_Action item_. From the entries that follow, extract each line holding the string "brown".

Saved data entries:
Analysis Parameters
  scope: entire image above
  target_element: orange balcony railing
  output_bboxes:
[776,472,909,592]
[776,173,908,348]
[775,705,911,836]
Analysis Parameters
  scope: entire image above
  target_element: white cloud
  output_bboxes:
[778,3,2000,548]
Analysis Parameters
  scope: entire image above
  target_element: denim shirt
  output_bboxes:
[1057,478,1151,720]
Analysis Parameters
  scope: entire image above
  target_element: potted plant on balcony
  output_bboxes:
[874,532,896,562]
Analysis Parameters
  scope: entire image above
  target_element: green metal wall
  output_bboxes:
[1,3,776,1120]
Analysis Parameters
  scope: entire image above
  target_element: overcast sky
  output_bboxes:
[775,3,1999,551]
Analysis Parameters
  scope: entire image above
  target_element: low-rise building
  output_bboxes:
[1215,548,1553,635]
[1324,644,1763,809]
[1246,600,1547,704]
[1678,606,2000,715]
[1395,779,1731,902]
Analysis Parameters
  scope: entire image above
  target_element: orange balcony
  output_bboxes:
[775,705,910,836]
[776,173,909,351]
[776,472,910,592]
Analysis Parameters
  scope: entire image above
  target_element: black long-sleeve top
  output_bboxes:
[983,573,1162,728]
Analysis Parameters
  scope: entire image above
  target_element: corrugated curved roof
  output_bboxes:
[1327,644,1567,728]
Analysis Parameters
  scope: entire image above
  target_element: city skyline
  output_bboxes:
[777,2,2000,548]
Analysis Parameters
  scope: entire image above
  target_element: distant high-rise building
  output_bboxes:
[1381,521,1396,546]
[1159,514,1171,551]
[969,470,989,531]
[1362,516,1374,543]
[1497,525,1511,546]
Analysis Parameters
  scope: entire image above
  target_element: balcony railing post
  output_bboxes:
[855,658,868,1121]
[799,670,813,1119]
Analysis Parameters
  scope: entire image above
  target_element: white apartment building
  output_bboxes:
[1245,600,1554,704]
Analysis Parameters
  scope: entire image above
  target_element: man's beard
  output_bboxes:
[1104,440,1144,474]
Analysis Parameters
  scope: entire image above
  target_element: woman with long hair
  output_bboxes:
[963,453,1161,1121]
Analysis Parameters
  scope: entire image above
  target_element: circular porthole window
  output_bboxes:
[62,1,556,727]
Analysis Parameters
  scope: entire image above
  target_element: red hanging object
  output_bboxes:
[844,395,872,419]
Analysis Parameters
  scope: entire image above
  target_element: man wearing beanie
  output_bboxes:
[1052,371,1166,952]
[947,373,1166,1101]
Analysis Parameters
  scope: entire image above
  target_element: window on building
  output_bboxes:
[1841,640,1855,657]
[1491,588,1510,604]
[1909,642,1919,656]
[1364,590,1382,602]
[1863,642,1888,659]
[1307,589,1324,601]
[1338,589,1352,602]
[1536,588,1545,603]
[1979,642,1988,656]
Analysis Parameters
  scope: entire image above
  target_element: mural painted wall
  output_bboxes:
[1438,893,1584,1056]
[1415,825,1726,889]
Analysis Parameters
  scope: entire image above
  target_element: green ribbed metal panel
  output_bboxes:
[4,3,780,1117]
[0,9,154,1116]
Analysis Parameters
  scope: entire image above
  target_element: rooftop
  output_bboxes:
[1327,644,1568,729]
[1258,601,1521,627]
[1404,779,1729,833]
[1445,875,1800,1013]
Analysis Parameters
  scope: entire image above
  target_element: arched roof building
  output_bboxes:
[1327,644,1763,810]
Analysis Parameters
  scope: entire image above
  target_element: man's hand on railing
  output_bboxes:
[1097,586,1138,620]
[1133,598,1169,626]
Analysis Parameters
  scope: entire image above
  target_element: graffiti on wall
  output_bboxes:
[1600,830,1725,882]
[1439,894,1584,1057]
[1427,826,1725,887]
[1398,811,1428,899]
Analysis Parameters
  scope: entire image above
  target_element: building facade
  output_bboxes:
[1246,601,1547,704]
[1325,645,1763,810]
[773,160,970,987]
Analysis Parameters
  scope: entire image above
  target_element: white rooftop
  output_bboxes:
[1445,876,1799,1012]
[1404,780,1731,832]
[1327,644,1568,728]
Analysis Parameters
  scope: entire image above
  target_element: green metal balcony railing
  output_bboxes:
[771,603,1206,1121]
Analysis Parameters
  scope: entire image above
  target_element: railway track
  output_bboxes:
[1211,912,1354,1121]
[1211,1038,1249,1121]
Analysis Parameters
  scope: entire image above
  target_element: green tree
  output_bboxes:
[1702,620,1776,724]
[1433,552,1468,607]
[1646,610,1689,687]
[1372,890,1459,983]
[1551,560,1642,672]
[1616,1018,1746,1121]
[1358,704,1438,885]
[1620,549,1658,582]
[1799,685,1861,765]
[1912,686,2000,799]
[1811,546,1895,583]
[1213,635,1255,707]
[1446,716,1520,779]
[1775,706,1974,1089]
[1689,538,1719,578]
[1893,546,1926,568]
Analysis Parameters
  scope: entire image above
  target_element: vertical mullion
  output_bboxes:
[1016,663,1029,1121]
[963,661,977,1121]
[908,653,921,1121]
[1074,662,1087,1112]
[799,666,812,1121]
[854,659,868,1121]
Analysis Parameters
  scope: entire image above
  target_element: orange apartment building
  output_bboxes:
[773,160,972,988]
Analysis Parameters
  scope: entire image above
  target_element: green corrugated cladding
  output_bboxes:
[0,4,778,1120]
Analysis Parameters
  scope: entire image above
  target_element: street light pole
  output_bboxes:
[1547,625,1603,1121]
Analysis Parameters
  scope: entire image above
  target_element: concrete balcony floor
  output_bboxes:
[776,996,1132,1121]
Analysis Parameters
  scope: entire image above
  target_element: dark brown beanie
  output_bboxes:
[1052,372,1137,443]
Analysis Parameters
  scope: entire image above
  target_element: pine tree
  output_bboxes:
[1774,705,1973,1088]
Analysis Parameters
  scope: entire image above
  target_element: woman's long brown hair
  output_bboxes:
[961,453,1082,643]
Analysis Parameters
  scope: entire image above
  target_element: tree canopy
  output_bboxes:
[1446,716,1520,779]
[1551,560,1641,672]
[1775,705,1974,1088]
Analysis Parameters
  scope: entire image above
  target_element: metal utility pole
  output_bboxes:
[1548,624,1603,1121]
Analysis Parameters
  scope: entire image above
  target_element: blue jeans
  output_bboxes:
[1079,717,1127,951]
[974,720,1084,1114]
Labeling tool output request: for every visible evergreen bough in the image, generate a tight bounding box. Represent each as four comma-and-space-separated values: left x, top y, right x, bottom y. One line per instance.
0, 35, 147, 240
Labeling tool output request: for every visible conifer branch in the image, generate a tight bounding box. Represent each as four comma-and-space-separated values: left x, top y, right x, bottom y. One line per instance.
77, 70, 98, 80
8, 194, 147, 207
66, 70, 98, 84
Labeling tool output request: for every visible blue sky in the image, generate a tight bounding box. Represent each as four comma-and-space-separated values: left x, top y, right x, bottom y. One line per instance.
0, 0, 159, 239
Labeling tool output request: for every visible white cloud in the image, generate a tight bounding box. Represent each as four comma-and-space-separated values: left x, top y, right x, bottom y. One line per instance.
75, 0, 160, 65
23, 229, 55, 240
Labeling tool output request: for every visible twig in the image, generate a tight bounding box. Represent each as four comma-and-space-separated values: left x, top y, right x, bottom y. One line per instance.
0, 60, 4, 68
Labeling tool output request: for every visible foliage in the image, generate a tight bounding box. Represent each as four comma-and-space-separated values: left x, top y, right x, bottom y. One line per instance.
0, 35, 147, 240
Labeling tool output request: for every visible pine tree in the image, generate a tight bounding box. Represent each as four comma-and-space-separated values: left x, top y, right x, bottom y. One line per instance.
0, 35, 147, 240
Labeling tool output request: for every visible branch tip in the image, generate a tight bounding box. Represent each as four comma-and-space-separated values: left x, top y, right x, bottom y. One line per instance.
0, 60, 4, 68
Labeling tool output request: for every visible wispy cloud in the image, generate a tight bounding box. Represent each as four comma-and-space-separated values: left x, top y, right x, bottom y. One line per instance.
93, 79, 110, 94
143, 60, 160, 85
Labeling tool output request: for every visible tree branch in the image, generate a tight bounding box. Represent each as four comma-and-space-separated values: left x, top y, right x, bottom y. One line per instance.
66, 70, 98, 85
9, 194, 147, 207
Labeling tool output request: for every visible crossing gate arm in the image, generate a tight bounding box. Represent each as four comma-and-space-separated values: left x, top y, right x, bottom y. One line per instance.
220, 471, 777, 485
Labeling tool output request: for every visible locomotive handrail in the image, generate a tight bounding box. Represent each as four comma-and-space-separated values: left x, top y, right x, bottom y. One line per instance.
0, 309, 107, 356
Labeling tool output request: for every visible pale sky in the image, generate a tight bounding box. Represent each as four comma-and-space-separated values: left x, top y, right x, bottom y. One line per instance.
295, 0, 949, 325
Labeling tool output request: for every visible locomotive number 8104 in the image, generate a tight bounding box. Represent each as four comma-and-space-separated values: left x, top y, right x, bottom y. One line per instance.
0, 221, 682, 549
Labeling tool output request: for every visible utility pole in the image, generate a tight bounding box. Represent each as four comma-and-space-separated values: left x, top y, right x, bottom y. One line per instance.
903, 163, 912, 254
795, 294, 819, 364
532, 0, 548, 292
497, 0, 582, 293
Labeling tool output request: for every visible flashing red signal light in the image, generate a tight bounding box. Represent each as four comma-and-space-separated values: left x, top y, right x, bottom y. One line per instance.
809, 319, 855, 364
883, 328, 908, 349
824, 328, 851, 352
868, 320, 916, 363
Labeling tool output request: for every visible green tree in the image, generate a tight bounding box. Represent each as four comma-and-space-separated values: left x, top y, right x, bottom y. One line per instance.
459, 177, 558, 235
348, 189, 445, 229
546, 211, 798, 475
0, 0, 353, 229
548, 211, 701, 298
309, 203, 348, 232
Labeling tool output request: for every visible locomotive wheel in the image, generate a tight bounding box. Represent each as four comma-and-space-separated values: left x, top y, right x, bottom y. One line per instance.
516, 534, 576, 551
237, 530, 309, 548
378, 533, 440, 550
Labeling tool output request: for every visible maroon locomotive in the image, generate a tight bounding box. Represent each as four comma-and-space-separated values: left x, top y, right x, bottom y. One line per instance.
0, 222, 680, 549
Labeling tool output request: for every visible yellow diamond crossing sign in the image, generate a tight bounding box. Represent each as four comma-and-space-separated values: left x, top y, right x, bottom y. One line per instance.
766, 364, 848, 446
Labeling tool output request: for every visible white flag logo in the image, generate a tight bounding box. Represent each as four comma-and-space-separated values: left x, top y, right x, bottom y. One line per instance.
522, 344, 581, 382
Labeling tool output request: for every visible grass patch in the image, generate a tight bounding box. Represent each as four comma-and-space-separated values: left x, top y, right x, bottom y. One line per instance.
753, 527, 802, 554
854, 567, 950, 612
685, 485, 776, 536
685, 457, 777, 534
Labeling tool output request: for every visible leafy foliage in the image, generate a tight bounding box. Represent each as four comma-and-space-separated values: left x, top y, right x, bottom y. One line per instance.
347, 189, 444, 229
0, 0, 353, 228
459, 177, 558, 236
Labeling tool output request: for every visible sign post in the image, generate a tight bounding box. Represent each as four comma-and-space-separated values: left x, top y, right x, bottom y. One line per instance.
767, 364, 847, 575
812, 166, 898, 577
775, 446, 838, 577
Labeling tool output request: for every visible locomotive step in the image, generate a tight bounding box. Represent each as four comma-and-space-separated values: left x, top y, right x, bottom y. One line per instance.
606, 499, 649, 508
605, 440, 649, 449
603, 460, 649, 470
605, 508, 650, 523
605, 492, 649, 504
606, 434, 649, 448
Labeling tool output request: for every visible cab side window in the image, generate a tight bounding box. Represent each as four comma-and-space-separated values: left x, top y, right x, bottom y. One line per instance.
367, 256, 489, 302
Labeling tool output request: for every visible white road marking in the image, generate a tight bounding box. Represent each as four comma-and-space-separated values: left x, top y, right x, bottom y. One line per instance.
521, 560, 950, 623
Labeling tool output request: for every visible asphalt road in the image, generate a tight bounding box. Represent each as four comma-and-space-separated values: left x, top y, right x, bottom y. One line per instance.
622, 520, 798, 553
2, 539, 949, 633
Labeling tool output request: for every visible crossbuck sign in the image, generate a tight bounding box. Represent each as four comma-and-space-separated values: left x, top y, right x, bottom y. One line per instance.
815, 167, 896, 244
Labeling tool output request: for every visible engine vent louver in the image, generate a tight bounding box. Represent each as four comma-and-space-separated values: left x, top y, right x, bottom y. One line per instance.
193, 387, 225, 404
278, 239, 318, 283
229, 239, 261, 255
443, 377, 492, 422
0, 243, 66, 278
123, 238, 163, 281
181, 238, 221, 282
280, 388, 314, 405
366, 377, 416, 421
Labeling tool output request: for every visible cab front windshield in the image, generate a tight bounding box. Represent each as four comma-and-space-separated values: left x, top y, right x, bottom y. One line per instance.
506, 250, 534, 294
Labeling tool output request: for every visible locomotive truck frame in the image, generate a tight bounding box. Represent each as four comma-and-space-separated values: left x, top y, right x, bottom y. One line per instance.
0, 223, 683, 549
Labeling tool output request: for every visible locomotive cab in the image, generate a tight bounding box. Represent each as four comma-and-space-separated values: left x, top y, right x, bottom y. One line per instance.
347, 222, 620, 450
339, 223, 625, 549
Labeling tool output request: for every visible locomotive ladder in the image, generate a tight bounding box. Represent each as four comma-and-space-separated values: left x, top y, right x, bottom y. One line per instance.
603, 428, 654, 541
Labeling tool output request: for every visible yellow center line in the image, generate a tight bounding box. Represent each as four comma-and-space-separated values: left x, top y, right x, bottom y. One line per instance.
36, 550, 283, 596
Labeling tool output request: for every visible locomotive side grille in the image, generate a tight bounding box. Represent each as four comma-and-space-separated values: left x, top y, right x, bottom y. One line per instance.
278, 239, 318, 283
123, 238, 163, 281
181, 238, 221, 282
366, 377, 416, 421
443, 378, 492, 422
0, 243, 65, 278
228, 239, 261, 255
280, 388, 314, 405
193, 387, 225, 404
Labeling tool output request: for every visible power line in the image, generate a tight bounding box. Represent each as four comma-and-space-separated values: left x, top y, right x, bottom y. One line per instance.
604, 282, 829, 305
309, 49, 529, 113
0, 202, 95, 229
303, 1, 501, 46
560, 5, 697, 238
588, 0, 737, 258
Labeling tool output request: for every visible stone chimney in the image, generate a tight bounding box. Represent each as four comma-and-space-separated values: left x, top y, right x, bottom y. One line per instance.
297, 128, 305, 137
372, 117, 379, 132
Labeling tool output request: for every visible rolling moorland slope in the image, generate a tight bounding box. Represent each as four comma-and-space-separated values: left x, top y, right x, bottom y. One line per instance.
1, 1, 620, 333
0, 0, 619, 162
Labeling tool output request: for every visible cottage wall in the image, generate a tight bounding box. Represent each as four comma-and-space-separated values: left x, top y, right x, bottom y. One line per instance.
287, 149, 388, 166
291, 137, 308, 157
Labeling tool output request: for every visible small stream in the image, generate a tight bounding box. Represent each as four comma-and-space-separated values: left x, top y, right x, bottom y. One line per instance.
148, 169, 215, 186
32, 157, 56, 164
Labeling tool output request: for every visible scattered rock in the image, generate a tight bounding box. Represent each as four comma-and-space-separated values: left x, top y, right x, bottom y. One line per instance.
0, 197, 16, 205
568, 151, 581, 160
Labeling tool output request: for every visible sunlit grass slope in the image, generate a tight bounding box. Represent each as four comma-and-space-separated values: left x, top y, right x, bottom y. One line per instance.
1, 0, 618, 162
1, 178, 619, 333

_Response box_.
  target_element: dark brown beanie
  target_element: woman's long brown hair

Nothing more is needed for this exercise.